Activity: Go through the records line by line. Report how many lines contain "below", with nothing else.

☆ ☆ ☆ ☆ ☆

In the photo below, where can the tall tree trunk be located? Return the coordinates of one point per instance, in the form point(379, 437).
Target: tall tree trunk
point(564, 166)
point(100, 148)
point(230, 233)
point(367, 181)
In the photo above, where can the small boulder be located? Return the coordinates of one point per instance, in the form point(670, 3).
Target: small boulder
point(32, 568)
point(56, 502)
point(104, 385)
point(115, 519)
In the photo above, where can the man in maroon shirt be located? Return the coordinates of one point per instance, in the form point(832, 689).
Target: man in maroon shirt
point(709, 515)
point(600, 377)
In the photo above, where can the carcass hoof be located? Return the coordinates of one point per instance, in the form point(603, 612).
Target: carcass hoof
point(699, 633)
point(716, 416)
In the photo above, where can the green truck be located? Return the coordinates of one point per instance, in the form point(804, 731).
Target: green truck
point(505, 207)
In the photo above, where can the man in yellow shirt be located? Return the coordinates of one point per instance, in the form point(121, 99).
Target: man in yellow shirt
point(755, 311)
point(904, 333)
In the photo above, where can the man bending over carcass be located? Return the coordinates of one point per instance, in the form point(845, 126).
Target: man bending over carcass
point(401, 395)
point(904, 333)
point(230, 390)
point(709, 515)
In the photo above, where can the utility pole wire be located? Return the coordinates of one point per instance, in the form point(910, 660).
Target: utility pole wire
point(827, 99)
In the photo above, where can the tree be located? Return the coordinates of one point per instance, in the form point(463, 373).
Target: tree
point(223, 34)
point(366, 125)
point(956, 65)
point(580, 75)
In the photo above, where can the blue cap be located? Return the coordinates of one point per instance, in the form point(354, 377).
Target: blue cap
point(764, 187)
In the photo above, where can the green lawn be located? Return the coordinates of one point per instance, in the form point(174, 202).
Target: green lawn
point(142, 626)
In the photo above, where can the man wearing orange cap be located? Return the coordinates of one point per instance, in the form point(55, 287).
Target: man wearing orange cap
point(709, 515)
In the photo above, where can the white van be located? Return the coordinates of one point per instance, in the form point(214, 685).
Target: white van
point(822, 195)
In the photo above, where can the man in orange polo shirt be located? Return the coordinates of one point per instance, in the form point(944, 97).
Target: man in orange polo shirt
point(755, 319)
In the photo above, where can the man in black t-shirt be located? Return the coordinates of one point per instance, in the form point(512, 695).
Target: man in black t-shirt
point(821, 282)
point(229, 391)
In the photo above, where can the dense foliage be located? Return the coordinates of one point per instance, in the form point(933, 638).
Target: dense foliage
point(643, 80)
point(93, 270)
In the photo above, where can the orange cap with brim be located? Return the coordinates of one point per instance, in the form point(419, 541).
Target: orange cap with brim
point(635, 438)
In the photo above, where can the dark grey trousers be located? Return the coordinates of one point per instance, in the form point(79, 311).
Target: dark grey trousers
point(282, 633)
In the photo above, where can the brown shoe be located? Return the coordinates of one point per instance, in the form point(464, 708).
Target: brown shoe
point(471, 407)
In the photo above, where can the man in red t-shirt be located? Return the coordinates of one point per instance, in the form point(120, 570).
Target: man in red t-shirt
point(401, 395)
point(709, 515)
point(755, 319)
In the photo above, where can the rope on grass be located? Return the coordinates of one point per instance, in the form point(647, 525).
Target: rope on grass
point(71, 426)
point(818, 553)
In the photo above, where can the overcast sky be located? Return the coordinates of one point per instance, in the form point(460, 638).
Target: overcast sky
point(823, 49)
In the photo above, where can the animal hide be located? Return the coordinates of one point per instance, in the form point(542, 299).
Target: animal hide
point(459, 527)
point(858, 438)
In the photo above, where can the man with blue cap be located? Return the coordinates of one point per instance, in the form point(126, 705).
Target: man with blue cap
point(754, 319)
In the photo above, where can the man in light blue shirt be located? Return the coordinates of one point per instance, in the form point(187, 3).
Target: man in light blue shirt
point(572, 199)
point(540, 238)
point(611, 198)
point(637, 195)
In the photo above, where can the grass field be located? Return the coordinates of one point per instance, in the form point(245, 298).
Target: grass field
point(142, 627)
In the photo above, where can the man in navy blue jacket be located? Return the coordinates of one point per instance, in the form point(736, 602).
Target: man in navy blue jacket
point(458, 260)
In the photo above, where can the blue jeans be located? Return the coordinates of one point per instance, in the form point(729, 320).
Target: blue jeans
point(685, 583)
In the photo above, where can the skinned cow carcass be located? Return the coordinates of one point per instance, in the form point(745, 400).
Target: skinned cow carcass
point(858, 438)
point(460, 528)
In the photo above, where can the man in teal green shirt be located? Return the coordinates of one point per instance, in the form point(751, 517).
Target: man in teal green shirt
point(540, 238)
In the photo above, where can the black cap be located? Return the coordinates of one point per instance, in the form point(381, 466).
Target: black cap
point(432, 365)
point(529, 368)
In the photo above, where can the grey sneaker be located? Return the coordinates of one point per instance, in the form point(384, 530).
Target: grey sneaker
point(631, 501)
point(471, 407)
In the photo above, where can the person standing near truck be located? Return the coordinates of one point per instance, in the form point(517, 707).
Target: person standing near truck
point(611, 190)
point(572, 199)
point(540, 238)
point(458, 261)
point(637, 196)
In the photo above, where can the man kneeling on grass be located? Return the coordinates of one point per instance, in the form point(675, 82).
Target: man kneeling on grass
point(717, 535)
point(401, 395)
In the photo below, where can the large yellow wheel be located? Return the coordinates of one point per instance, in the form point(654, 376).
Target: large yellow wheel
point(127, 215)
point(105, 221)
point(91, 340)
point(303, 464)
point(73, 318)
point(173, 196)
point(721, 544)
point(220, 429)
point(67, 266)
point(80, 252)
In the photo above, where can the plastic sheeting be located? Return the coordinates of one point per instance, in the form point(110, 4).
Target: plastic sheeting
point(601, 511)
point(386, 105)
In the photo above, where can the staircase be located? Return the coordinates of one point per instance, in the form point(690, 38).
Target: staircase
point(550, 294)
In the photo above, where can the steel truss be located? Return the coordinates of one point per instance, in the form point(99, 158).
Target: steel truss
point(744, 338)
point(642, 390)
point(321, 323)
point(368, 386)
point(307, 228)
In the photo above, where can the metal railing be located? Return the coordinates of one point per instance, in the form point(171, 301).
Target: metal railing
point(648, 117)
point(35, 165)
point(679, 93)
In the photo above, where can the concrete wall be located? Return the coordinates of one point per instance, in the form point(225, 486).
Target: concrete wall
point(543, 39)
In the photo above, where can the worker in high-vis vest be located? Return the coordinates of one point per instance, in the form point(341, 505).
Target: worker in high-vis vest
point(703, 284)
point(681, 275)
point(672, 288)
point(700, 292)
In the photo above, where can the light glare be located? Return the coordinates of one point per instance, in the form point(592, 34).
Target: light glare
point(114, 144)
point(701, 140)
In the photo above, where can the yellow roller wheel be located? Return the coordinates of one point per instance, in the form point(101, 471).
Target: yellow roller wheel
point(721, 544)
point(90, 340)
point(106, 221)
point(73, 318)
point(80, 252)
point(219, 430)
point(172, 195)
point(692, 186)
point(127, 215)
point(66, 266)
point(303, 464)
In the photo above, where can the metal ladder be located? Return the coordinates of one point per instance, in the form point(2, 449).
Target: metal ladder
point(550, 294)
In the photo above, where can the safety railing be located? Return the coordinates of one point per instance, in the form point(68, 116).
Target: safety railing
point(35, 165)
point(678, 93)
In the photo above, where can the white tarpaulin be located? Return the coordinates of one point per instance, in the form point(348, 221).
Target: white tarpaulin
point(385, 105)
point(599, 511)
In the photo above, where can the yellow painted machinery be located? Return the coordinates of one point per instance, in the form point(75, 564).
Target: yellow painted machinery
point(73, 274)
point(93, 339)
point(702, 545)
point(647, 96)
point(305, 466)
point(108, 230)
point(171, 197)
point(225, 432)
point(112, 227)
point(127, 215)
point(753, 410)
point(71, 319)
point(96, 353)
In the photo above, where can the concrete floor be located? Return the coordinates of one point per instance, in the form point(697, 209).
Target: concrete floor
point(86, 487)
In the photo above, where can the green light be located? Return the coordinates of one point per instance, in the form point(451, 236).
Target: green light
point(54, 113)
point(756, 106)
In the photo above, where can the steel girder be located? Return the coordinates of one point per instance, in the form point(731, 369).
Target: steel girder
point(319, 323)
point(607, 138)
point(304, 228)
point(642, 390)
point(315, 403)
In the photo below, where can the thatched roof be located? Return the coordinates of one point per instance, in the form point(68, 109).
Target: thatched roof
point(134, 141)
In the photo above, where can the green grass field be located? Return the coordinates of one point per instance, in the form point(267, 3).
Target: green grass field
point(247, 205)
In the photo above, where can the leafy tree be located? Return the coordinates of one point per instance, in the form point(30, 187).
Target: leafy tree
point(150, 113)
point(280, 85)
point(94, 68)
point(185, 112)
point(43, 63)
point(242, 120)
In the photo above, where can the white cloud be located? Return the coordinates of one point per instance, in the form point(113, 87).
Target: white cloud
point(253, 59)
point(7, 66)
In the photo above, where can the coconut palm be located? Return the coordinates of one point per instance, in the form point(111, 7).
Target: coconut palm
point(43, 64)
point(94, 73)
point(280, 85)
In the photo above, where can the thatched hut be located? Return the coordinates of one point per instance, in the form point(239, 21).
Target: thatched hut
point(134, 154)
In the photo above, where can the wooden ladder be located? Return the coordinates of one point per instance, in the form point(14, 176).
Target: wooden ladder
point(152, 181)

☆ ☆ ☆ ☆ ☆

Reply to the task: 3